### Set task 1
Show every line of the records that contains the word "blue".

**** Text shown ****

As you can see from the above diagram, we have four different checks. The first check is the Mailbox self-test; this probe validates that the local protocol or interface can access the database. The second check is known as a protocol self-test and it validates that the local protocol on the Mailbox server is functioning. The third check is the proxy self-test and it executes on the Client Access server, validating that the proxy functionality for the protocol is functioning. The fourth and last check is the all-inclusive check that validates the end-to-end experience (protocol proxy to the store functions). Each check performs detection at different intervals.

We monitor at different layers to deal with dependencies. Because there is no correlation engine in Exchange 2013, we try to differentiate our dependencies with unique error codes that correspond to different probes and with probes that don’t include touching dependencies. For example, if you see a Mailbox Self-Test and a Protocol Self-test probe both fail at the same time, what does it tell you? Does it tell you store is down? Not necessarily; what it does tell you is that the local protocol instance on the Mailbox server isn’t working. If you see a working Protocol Self-Test but a failed Mailbox Self-Test, what does that tell you? That scenario tells you that there is a problem in the “storage” layer which may actually be that the store or database is offline.

What this means from a monitoring perspective, is that we now have finer control over what alerts are issued. For example, if we are evaluating the health of OWA, we are more likely to delay firing an alert in the scenario where we have a failed Mailbox Self-Test, but a working Protocol Self-Test; however an alert would be fired if both the Mailbox Self-Test and Protocol Self-Test monitors are unhealthy.

Responders

Responders execute responses based on alerts generated by a monitor. Responders never execute unless a monitor is unhealthy.

****

### Set task 2
Write out the whole text on Exchange 2013 monitoring probes and responders above, word for word.

**** Material supplied ****

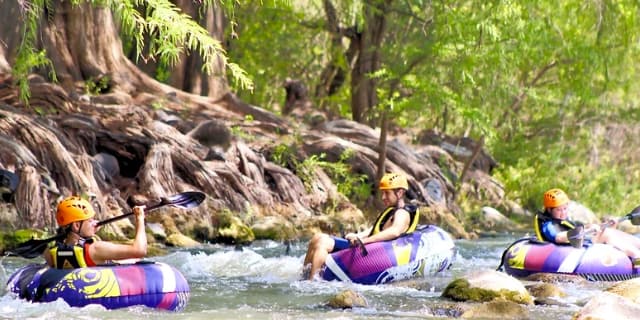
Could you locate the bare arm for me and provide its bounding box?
[361,209,411,244]
[89,207,147,264]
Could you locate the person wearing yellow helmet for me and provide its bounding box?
[44,196,147,269]
[304,173,420,280]
[534,188,640,268]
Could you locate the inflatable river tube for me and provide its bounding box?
[320,225,456,284]
[501,238,640,281]
[7,261,189,311]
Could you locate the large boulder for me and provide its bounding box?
[442,270,533,304]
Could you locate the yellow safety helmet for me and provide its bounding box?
[543,188,569,208]
[380,173,409,190]
[56,196,96,227]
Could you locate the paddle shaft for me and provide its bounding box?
[97,202,164,226]
[8,191,206,259]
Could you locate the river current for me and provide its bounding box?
[0,235,610,320]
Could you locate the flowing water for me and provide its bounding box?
[0,236,607,320]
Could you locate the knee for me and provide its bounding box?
[309,233,330,248]
[309,233,326,247]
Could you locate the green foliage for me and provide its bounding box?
[84,76,111,95]
[12,0,57,103]
[13,0,253,101]
[229,0,640,212]
[270,143,371,203]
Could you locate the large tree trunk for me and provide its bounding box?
[130,0,229,100]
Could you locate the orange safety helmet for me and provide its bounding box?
[543,188,569,208]
[380,173,409,190]
[56,196,96,227]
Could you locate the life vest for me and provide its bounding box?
[369,204,420,237]
[533,212,576,242]
[49,239,96,269]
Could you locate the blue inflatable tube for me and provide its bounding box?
[7,262,189,311]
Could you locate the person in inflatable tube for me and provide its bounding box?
[534,188,640,268]
[304,173,420,280]
[44,196,147,269]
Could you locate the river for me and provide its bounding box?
[0,236,607,320]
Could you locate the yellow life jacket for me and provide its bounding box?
[533,212,576,242]
[369,204,420,236]
[49,239,96,269]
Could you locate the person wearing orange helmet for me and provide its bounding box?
[304,173,420,280]
[44,196,147,269]
[534,188,640,268]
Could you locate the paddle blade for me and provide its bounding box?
[160,191,206,209]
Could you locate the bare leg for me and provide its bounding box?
[304,233,335,280]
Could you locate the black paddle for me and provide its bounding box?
[7,191,205,259]
[567,207,640,248]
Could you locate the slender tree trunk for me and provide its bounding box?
[169,0,229,100]
[351,0,392,123]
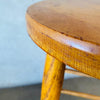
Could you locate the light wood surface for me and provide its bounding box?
[26,0,100,79]
[41,55,65,100]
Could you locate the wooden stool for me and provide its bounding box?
[26,0,100,100]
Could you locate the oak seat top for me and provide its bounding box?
[26,0,100,79]
[27,0,100,45]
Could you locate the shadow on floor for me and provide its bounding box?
[0,77,100,100]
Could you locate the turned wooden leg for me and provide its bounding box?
[41,54,65,100]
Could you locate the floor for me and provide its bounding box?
[0,77,100,100]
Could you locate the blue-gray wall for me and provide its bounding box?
[0,0,76,88]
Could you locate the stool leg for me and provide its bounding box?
[41,54,65,100]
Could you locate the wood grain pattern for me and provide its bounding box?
[41,55,65,100]
[26,0,100,79]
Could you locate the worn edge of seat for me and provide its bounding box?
[26,11,100,79]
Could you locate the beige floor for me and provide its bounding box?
[0,78,100,100]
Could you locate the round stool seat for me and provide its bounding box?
[26,0,100,79]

****

### Exercise output 1
Could you locate the blue inflatable tube for me and provide its bounding box?
Could you locate the blue-gray wall for me and provide its bounding box?

### Exercise output 2
As you can see from the above diagram, we have four different checks. The first check is the Mailbox self-test; this probe validates that the local protocol or interface can access the database. The second check is known as a protocol self-test and it validates that the local protocol on the Mailbox server is functioning. The third check is the proxy self-test and it executes on the Client Access server, validating that the proxy functionality for the protocol is functioning. The fourth and last check is the all-inclusive check that validates the end-to-end experience (protocol proxy to the store functions). Each check performs detection at different intervals.

We monitor at different layers to deal with dependencies. Because there is no correlation engine in Exchange 2013, we try to differentiate our dependencies with unique error codes that correspond to different probes and with probes that don’t include touching dependencies. For example, if you see a Mailbox Self-Test and a Protocol Self-test probe both fail at the same time, what does it tell you? Does it tell you store is down? Not necessarily; what it does tell you is that the local protocol instance on the Mailbox server isn’t working. If you see a working Protocol Self-Test but a failed Mailbox Self-Test, what does that tell you? That scenario tells you that there is a problem in the “storage” layer which may actually be that the store or database is offline.

What this means from a monitoring perspective, is that we now have finer control over what alerts are issued. For example, if we are evaluating the health of OWA, we are more likely to delay firing an alert in the scenario where we have a failed Mailbox Self-Test, but a working Protocol Self-Test; however an alert would be fired if both the Mailbox Self-Test and Protocol Self-Test monitors are unhealthy.

Responders

Responders execute responses based on alerts generated by a monitor. Responders never execute unless a monitor is unhealthy.